ÉNONCÉ ÉCRIT 1:
Dans l'extrait sur la décision contrôlée, à quelle date Rupinder Kaur Dehar a-t-elle atteint l'âge de 22 ans ?
ÉNONCÉ ÉCRIT 2:
Rédigez la suite de l'extrait sur la décision contrôlée, à partir de sa dernière phrase.

EXTRAIT CITÉ:
.....
LA DÉCISION FAISANT L’OBJET DU CONTRÔLE

[7]               La lettre de décision précise que Rupinder ne répond pas à la définition de personne à charge pour deux raisons. Voici l’extrait pertinent de cette lettre :

[traduction] Suivant les renseignements fournis dans votre demande, Rupinder Kaur Dehar a atteint l’âge de 22 ans le 5 juillet 2001. Elle ne répond pas à la définition de personne à charge pour les raisons suivantes :

 

a) Elle s’est mariée après avoir atteint l’âge de 22 ans. En conséquence, elle n’est visée par aucun des alinéas (a), b) ou c)) dont il a déjà été question dans la présente lettre [c.‑à‑d. les sous-alinéas b)(i), (ii) ou (iii) de la définition d’« enfant à charge » du Règlement].

 

b) Depuis 2003, elle est inscrite à un programme d’apprentissage à distance, ce qui indique qu’elle ne suit pas activement à temps plein des cours de formation générale.
.....
[Entrées tirées d'une collection]
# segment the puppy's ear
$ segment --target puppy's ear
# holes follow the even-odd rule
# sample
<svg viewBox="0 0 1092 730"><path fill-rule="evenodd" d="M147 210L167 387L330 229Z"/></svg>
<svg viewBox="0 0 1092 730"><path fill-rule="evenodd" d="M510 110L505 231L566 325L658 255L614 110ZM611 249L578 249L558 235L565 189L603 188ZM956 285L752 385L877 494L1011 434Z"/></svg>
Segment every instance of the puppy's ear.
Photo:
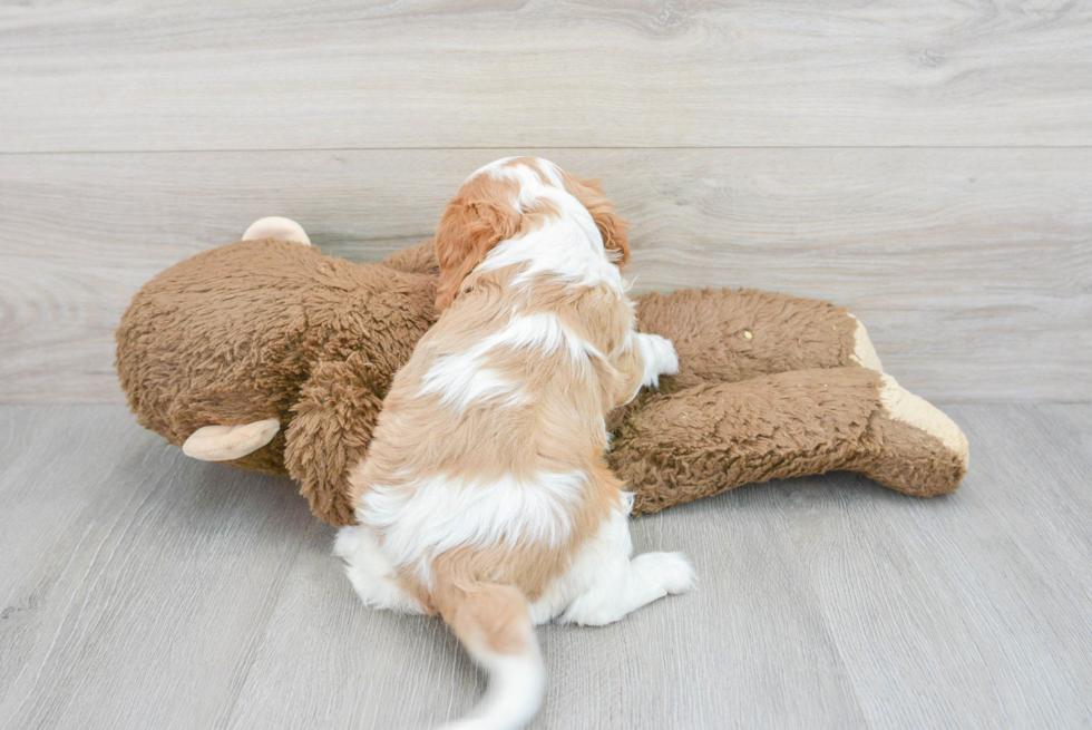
.....
RÉPONSE 1:
Le 5 juillet 2001.

RÉPONSE 2:
En conséquence, on ne peut dire que, depuis qu’elle a atteint l’âge de 22 ans, Rupinder Kaur Dehar n’a pas cessé d’être inscrite à un établissement d’enseignement postsecondaire accrédité par les autorités gouvernementales compétentes et de fréquenter celui‑ci, et d’y suivre activement à temps plein des cours de formation générale, théorique ou professionnelle.

 

 

[8]               Voici les extraits pertinents des notes versées dans le Système de traitement informatisé des dossiers d’immigration (STIDI) :

[traduction]

 

RUPINDER KAUR DEHAR (née le 05 JUL 79) – ÂGÉE DE PLUS DE 22 ANS À LA DATE DE RÉFÉRENCE.

 

[…]

 

ÉVALUATION DE SON STATUT D’ENFANT À CHARGE :

-           S’EST MARIÉE LE 27 MARS 2005, C.‑À‑D. APRÈS AVOIR ATTEINT L’ÂGE DE 22 ANS

-           RUPINDER KAUR A ATTEINT L’ÂGE DE 22 ANS LE 05 JUILLET 2001.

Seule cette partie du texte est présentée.